(Excerpts from a pointing dataset)
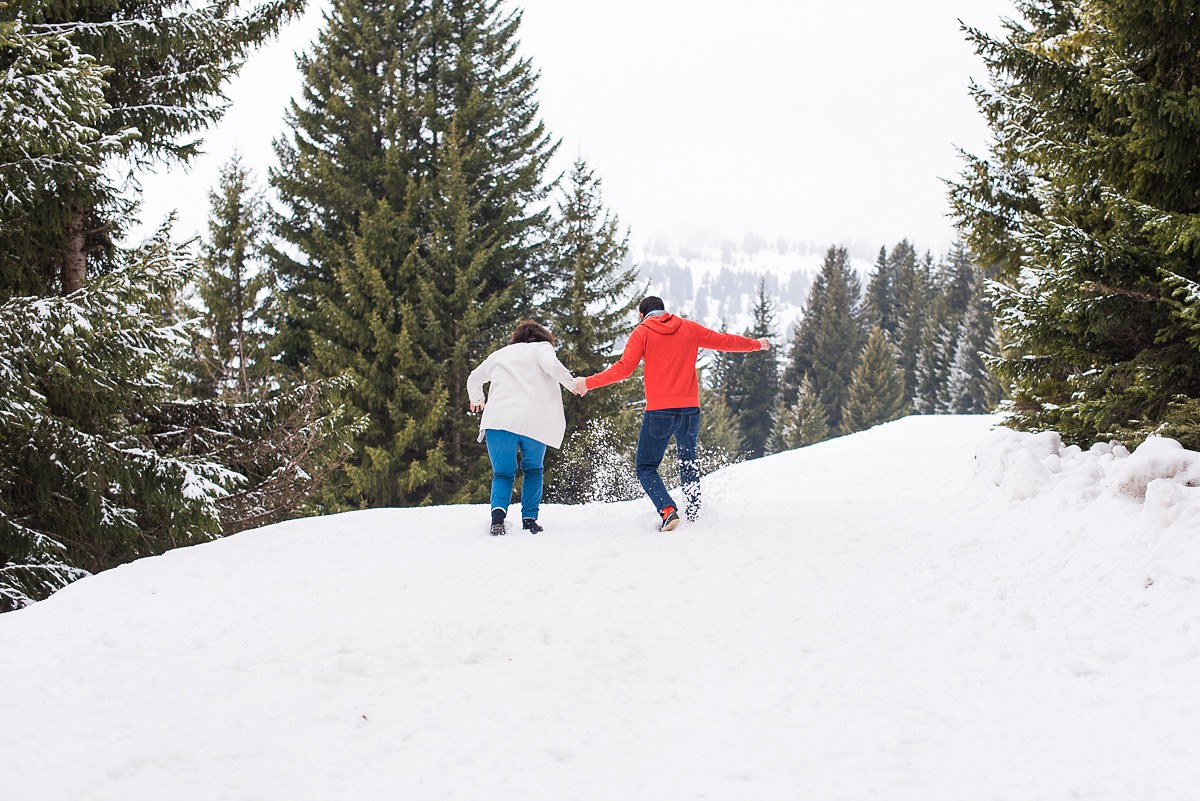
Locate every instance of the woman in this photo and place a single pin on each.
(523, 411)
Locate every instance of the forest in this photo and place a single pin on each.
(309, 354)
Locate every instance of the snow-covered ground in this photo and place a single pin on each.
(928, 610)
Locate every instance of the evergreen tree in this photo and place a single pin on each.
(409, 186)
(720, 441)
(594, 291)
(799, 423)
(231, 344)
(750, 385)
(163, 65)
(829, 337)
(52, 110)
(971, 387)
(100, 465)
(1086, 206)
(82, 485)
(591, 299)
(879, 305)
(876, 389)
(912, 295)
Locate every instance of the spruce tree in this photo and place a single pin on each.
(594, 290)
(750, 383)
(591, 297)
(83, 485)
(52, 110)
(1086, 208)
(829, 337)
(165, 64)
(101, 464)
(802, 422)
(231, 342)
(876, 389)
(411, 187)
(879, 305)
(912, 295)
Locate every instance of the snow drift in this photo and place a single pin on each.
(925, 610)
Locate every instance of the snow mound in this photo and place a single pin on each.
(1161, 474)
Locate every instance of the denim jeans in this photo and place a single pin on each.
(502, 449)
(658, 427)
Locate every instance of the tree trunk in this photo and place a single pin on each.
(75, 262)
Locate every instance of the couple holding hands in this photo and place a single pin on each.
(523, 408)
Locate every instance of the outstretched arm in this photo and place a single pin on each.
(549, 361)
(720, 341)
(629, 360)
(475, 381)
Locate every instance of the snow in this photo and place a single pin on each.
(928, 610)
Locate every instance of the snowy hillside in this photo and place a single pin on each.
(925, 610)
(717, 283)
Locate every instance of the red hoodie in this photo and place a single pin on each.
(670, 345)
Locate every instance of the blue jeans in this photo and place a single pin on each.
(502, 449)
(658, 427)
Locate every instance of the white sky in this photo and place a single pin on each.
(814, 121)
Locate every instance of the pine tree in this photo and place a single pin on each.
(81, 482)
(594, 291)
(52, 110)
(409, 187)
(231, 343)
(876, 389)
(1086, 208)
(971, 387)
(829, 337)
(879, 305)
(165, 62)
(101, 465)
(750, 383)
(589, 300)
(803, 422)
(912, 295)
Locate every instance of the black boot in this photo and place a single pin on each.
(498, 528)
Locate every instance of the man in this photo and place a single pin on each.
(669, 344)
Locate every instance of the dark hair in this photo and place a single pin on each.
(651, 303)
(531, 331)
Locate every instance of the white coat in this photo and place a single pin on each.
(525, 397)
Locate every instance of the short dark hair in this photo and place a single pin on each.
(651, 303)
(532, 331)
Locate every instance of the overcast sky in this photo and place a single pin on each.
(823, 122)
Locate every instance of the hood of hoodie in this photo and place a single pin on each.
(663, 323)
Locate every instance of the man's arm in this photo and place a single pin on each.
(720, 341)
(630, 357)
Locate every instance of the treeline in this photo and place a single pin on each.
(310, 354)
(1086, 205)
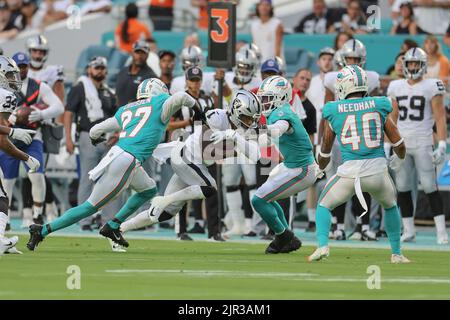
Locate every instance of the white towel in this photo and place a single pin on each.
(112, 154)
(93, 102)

**Goal of the exercise:**
Reproduce all of the data above line for line, changing nothing, but omit the pictures.

**Task result:**
Locate every instance of the woman in this photo and place a single pin on each.
(523, 411)
Locate every instance of the forest in this photo and place a single pin on each.
(309, 354)
Locate every instance of the snow-covered ground in this photo and place a single pin on each.
(928, 610)
Locate every instance of the evergreen tree in this photo and place a single pin on each.
(409, 186)
(720, 441)
(594, 291)
(799, 423)
(231, 344)
(750, 385)
(163, 65)
(829, 337)
(52, 110)
(971, 387)
(100, 465)
(1086, 206)
(82, 485)
(591, 299)
(879, 305)
(876, 389)
(912, 295)
Locate every instance of the spruce tree in this photo and place a single pin on each.
(594, 290)
(750, 383)
(591, 297)
(83, 485)
(52, 110)
(1086, 208)
(829, 337)
(165, 64)
(101, 464)
(802, 422)
(231, 342)
(876, 389)
(411, 187)
(879, 305)
(912, 295)
Locate every instance of the snow drift in this photo and place a single pin on each.
(925, 610)
Locate every instance of the snow mound in this photo and place a single pin on each.
(1161, 474)
Locate every instance of the denim jeans in this photo and place a single pin on each.
(502, 449)
(658, 427)
Locate every instance of the tree trunk in this photo and place a single pin on each.
(75, 262)
Locate every instance of the couple holding hands in this photo and place a single pin on each.
(523, 408)
Locate every instance of the outstretched arm in this photo and place a single pin on each.
(549, 361)
(720, 341)
(629, 360)
(475, 381)
Locate every instance of the snow in this photo and place a single pin on each.
(928, 610)
Locate every instance of the snowy hillside in this photo and place a single pin on each.
(925, 610)
(717, 283)
Locate every instance of the red hoodie in this photo and place a single pin on each.
(670, 345)
Locate every instance of the blue jeans in this photo and place a single pin on each.
(502, 449)
(658, 427)
Locate every instance of the white sky in this photo and place a single pin on each.
(814, 121)
Locate every instance of the pine tree in this photo and place a single pin on each.
(81, 482)
(594, 291)
(52, 110)
(409, 187)
(231, 343)
(876, 389)
(1086, 208)
(971, 387)
(829, 337)
(879, 305)
(165, 62)
(101, 465)
(750, 383)
(589, 300)
(803, 422)
(912, 295)
Locate every instance of the black boot in this photo and place a single pin on each.
(498, 528)
Locate every instance of the man in this photo and place a single pin on each.
(669, 344)
Locate every instance of the dark hair in this photo and place a single pin on each.
(651, 303)
(531, 331)
Locate every instance of the white coat in this photo and place a single pin on each.
(525, 397)
Locate every instance of the short dark hair in this photo and place a single pin on each.
(651, 303)
(532, 331)
Locate every instance of the overcast sky in this photo and place a single pin on each.
(823, 122)
Locate every instance of the hood of hoodie in this photo and place a single pin on each.
(663, 323)
Locate every instance of the man's arm in this photo and place a single pin on each.
(720, 341)
(630, 357)
Locate every instance of the treeline in this photo and place a single pin on each.
(310, 354)
(1086, 205)
Locate every instance of the white towel in this photo and place a single pin on each.
(112, 154)
(93, 102)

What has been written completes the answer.